--- DONNÉES ---

○ ○ ○ ○

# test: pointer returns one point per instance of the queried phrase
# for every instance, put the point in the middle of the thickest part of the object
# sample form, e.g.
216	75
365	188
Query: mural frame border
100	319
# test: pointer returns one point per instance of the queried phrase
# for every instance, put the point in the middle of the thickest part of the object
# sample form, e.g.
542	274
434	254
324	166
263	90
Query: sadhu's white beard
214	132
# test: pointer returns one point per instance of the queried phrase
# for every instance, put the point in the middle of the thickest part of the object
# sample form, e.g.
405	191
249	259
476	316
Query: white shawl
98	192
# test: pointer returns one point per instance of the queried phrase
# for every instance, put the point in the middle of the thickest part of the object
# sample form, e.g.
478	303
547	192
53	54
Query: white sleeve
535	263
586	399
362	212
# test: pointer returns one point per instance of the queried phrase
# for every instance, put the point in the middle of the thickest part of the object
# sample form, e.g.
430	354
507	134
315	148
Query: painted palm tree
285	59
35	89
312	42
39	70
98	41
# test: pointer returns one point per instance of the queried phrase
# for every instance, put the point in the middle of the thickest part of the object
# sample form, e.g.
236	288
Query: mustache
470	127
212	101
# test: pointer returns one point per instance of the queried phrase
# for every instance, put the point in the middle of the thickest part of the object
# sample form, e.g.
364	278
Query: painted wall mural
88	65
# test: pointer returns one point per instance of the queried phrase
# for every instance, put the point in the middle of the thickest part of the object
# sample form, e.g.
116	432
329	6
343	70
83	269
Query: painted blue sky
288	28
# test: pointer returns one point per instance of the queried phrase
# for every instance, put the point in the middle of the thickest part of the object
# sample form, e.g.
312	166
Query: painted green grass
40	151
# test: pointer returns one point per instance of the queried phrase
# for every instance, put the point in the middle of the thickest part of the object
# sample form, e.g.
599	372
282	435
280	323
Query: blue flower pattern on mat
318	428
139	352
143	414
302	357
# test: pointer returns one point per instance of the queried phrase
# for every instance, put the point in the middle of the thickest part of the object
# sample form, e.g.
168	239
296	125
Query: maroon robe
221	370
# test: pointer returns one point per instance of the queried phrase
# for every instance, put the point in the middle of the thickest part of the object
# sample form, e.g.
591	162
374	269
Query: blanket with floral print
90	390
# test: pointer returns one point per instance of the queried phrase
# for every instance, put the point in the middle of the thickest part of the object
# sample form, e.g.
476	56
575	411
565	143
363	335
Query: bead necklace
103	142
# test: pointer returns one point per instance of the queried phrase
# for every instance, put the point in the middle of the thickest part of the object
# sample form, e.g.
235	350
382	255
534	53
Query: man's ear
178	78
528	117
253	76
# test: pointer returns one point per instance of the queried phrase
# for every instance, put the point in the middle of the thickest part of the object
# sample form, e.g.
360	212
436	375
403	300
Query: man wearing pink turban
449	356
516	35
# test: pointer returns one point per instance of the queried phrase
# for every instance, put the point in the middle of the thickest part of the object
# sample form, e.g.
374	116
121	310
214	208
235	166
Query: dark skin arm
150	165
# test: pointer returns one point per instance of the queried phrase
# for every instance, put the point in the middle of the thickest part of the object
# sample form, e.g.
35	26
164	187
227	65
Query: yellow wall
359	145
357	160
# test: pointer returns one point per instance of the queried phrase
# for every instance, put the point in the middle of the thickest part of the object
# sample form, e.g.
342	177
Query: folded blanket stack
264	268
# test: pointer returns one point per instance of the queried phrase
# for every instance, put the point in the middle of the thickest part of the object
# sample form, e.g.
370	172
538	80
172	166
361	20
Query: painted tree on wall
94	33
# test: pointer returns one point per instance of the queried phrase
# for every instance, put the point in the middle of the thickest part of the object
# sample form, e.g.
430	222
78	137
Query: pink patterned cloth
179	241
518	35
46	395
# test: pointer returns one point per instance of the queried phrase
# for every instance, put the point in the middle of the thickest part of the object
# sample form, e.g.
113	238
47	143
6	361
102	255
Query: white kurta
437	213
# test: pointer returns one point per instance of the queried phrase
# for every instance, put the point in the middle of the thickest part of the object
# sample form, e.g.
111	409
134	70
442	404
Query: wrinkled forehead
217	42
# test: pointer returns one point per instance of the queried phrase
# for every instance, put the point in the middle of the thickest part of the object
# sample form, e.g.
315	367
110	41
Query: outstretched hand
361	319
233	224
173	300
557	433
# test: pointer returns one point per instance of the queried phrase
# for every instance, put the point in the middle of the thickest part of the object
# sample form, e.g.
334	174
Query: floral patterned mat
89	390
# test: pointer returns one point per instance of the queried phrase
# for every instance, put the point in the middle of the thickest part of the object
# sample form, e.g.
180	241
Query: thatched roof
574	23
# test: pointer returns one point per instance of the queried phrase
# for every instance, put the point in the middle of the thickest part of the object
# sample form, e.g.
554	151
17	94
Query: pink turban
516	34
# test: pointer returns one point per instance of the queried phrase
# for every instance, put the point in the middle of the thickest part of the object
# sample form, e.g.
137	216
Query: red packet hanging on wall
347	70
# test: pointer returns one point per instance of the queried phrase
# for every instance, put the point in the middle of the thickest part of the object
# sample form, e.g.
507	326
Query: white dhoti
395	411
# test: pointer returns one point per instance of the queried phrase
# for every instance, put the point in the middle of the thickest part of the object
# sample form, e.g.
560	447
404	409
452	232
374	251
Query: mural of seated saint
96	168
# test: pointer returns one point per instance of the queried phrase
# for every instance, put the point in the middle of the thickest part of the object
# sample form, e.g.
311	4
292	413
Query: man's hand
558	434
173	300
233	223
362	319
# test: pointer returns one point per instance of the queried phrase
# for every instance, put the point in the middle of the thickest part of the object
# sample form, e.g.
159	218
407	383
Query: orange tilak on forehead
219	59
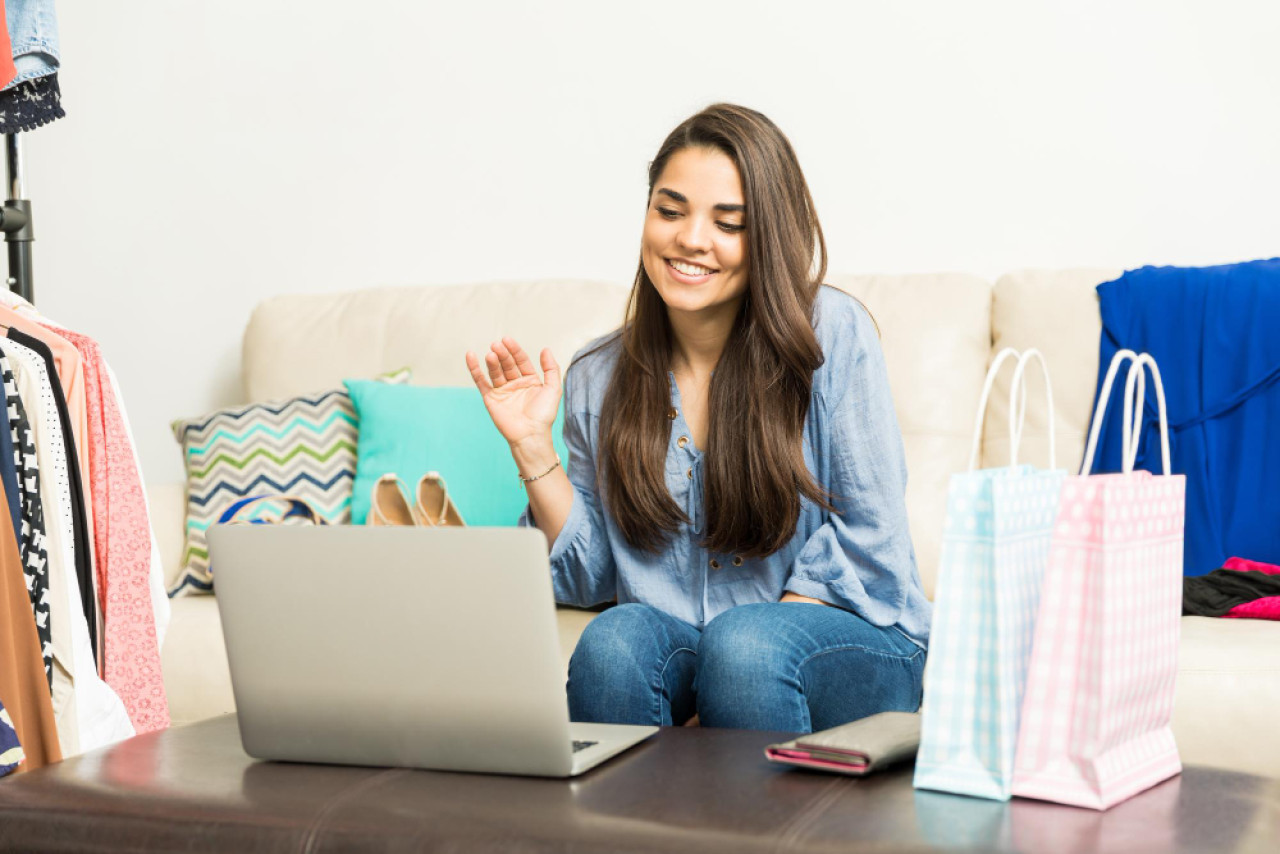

○ ○ ○ ○

--- ÉNONCÉ ---
Comptez les lignes du matériel ci-dessus qui contiennent la chaîne « forehead ». Indiquez seulement ce nombre.

--- CORRIGÉ ---
2